## [ASSIGNED TASK]
Whenever the string "hazy" turns up in a line below, that line should be copied.

** DATASET CONTENT follows **

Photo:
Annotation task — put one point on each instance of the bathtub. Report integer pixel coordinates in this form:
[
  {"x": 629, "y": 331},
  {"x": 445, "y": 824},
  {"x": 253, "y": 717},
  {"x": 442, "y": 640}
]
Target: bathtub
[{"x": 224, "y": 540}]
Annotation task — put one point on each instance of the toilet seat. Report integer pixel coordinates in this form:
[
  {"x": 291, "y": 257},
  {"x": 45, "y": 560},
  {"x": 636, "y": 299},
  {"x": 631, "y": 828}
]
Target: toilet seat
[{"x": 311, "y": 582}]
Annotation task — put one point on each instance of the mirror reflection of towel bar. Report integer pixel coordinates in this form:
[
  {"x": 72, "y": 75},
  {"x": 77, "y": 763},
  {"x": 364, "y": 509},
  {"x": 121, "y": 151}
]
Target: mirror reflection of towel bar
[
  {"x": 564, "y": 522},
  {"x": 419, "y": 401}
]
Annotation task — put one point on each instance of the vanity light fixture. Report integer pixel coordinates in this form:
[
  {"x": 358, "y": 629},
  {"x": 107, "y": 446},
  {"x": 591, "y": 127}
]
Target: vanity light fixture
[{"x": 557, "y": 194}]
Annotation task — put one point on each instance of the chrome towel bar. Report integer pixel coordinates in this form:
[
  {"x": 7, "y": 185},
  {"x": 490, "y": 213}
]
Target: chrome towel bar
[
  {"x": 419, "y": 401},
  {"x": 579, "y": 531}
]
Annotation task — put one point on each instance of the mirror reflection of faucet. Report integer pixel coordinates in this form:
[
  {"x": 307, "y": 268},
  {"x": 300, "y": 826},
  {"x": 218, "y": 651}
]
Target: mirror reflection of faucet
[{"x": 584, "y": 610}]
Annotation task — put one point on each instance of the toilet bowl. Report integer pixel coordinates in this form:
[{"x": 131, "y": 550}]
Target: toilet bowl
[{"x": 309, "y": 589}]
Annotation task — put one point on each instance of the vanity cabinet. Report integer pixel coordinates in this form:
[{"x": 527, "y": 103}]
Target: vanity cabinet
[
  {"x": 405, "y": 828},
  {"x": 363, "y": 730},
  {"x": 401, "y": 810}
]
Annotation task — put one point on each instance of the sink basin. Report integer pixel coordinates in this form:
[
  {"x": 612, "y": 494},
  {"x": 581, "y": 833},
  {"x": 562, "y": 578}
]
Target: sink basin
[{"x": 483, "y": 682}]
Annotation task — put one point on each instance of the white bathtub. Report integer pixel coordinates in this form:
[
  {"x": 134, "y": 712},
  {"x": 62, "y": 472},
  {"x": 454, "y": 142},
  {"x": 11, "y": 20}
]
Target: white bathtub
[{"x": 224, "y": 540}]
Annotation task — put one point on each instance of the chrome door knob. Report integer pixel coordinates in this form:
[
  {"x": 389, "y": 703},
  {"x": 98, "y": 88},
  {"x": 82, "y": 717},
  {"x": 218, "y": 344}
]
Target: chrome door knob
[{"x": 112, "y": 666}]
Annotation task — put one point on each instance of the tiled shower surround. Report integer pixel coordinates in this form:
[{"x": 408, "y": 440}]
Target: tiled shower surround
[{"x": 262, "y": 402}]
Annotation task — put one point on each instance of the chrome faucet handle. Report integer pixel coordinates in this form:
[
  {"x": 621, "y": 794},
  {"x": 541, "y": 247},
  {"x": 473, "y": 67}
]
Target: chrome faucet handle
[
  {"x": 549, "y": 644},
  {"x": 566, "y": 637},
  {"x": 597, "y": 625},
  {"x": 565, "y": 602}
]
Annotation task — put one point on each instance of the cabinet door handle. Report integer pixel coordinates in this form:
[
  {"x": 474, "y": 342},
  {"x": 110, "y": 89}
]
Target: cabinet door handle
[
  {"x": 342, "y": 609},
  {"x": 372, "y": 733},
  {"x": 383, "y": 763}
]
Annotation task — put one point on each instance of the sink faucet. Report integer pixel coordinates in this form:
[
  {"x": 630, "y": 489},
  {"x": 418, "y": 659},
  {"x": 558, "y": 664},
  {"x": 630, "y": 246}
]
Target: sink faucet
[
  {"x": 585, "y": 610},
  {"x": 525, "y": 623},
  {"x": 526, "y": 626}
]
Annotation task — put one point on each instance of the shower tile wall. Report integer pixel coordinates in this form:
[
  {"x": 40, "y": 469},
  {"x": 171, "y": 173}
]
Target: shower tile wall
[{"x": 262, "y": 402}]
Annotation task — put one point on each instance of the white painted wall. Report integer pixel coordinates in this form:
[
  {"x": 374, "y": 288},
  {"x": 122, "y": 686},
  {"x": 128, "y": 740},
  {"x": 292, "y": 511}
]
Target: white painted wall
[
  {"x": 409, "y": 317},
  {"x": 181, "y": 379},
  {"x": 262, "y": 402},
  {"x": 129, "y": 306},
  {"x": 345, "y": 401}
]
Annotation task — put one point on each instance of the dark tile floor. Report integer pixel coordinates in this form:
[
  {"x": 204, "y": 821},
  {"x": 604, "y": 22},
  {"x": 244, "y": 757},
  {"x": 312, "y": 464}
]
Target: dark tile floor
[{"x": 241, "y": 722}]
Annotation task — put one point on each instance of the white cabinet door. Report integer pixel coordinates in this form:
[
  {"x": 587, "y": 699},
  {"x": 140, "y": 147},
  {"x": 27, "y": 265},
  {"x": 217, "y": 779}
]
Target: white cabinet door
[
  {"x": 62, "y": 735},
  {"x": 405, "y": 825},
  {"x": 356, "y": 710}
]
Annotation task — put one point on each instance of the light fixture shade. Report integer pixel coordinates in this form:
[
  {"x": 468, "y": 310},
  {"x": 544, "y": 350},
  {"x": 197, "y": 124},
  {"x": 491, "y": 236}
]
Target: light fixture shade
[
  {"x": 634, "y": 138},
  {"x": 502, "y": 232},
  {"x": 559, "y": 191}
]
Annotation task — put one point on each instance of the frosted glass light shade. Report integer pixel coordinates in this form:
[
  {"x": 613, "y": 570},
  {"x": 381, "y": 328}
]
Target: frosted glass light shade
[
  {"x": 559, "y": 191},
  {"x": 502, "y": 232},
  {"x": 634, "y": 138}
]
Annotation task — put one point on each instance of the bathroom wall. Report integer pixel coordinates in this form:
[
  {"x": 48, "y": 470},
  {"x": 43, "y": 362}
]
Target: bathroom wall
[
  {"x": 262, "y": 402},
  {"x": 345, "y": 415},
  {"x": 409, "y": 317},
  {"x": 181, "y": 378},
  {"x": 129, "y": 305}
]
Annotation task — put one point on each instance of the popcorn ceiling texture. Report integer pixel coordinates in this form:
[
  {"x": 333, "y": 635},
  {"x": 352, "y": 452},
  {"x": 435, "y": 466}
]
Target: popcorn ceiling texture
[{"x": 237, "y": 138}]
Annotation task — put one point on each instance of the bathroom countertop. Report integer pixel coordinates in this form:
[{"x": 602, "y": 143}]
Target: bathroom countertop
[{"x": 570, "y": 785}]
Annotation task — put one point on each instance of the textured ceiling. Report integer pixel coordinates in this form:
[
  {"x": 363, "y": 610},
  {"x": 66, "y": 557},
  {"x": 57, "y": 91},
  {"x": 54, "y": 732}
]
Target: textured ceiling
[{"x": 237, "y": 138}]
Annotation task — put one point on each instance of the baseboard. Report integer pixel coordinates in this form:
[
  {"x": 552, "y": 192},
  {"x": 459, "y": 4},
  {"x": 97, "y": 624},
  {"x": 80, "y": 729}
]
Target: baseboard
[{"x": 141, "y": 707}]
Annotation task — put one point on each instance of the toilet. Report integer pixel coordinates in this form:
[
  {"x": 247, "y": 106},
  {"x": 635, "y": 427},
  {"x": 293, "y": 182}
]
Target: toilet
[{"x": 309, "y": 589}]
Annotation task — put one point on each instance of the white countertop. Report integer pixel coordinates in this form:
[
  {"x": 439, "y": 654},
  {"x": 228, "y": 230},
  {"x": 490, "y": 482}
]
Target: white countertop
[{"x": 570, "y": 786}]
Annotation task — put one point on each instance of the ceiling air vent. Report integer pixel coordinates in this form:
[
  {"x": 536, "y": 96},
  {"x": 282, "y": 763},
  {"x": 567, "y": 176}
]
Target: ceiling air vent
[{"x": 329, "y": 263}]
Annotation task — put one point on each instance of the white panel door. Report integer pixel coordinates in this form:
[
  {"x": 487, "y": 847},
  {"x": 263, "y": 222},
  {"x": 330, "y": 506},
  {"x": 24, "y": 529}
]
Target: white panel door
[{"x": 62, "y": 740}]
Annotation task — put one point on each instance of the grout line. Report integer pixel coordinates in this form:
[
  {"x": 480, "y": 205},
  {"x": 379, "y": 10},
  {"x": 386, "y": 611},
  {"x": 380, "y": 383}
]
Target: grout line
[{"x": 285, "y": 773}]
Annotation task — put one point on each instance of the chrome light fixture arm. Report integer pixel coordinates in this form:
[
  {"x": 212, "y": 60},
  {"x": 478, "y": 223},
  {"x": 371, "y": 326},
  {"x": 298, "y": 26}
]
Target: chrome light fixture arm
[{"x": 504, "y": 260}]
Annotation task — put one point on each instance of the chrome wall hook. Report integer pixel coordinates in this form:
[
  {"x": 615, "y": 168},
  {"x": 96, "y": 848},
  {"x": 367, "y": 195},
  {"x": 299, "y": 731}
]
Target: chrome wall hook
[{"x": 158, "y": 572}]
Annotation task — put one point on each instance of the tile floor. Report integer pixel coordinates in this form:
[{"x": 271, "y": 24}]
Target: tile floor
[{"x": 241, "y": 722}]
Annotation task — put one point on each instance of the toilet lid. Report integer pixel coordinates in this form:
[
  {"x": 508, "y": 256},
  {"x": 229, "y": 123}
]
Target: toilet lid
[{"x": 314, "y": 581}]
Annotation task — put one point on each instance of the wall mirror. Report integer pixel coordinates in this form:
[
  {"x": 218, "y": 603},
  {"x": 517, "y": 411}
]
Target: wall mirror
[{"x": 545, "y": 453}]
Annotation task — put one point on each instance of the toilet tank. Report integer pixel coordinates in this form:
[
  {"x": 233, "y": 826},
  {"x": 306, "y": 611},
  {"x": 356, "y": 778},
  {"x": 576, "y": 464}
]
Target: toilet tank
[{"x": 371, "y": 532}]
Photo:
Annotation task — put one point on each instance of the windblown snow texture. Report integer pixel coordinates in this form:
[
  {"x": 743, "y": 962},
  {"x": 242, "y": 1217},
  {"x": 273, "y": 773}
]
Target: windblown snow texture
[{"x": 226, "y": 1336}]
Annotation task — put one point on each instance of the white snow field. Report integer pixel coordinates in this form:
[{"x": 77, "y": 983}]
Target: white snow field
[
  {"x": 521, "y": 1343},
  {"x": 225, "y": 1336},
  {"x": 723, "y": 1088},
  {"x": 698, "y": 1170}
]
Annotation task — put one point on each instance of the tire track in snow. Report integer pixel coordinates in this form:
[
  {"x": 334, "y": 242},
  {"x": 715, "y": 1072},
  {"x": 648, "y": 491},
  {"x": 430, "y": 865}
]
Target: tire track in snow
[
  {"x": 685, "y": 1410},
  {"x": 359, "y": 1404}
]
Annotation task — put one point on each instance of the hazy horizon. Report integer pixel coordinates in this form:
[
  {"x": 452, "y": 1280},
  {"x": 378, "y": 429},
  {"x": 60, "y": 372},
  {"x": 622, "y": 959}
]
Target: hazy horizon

** End of DATASET CONTENT **

## [EXERCISE SOLUTION]
Annotation task — put one point on each instance of the hazy horizon. Report integer pixel coordinates in this form:
Target: hazy horizon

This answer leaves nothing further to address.